> _EXERCISE OBJECTIVE_
Turn the records below into a JSON list of strings, with each line as a separate string and blank lines dropped. Leave the pictures out.

> _GIVEN RECORDS_

- - -

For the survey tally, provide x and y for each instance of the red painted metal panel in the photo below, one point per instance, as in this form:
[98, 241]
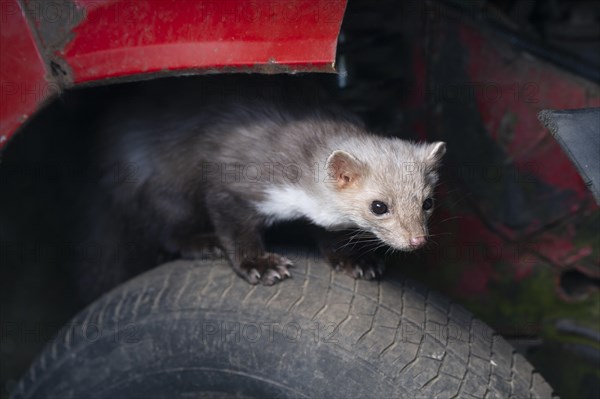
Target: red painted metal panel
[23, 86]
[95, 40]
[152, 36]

- - -

> _OUTPUT OF THE EXERCISE_
[
  "For the survey tally, provide x and y for each instance of the red painted metal panel in the photo below, one point per instance, as in this form:",
  "[98, 241]",
  "Target: red painted metal panel",
  "[23, 86]",
  "[95, 40]",
  "[152, 36]"
]